— Source —
[XML-SIG] xmlproc bug ?

Martin v. Loewis martin@loewis.home.cs.tu-berlin.de
Thu, 6 Sep 2001 16:46:34 +0200


> Is the following behaviour a well known feature or a bug (or me deeply
> misunderstanding SAX)? It looks like xmlproc's Sax2 driver won't produce
> UTF-8 encoded text when parsing a iso-8859-1 encoded file.
> 
> The attached file demonstrates this. I tested it on python 1.5.2 and
> 2.1.1, using PyXML 0.6.6. 
> 
> I'll register this in the bugtracker if it turns out to be a bug. 

I think I got the full story now. xmlproc, in principle, was capable
of performing charset conversions itself. However,

1. To do so, one had to call set_data_charset on the parser. The SAX
   driver doesn't, you'll have to add

            parser.set_data_charset("utf-8")

   into drv_xmlproc.XmlprocDriver.parse.

2. Once you do so, xmlproc will try to perform conversions. In 0.6.6,
   this fails, because of the comment in xmlproc.charconv:

# UTF-8 stuff disabled due to total lack of speed

   If you enable the lines below that comment, the parser will attempt
   charset conversion, but it will indeed slow down significantly.

3. The parser instantiates the conversion function only after it has
   seen the encoding= attribute. In your example, it has already
   converted the first chunk of data using the old converter (identity
   conversion), and it fails to convert rest of this chunk using the
   new converter. As a result, it will still pass those data as
   Latin-1 to the application.

— Given data —
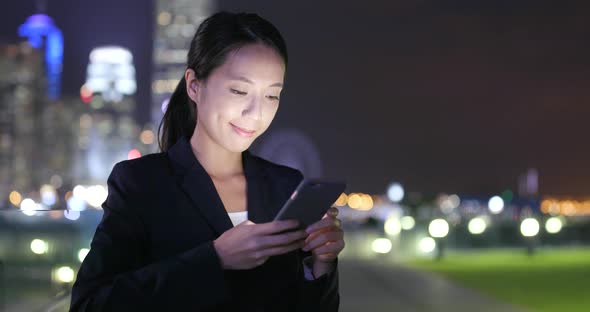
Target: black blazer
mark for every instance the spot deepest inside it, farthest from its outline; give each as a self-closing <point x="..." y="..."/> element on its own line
<point x="153" y="249"/>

— Problems —
1) In the xmlproc post, which method has to be called on the parser before xmlproc will perform charset conversions itself?
2) Revise the xmlproc post, everything from "Martin v. Loewis" down to "iso-8859-1 encoded file.", so that "windows-1252" stands wherever "iso-8859-1" appears.
3) Go on with the xmlproc charset conversion post from the point where it stops.

— Outputs in order —
1) set_data_charset

2)
Martin v. Loewis martin@loewis.home.cs.tu-berlin.de
Thu, 6 Sep 2001 16:46:34 +0200


> Is the following behaviour a well known feature or a bug (or me deeply
> misunderstanding SAX)? It looks like xmlproc's Sax2 driver won't produce
> UTF-8 encoded text when parsing a windows-1252 encoded file.

3)
So in short, it doesn't work at all.

4. In the CVS, the Unicode API is used where available. For that, care
   was taken to convert the rest of the data once the encoding has
   been detected. That's why it 'works' with Py 2.1 and the CVS xmlproc.

5. In the process of integrating Unicode, it was considered pointless
   to allow accented characters in elements if Unicode is not
   available. Those accented characters would have been good only if
   the input is Latin-1, and only if conversion to UTF-8 is not
   performed. They also constitute only a small subset of the legal
   NCName characters. As a result, names are now restricted to ASCII
   letters in CVS PyXML. In turn, your document is rejected with the
   CVS PyXML on Py 1.5.2.

Hope this clarifies it. If you think anything should be done about it,
I can assist in drafting a patch - although I won't attempt to create
one myself.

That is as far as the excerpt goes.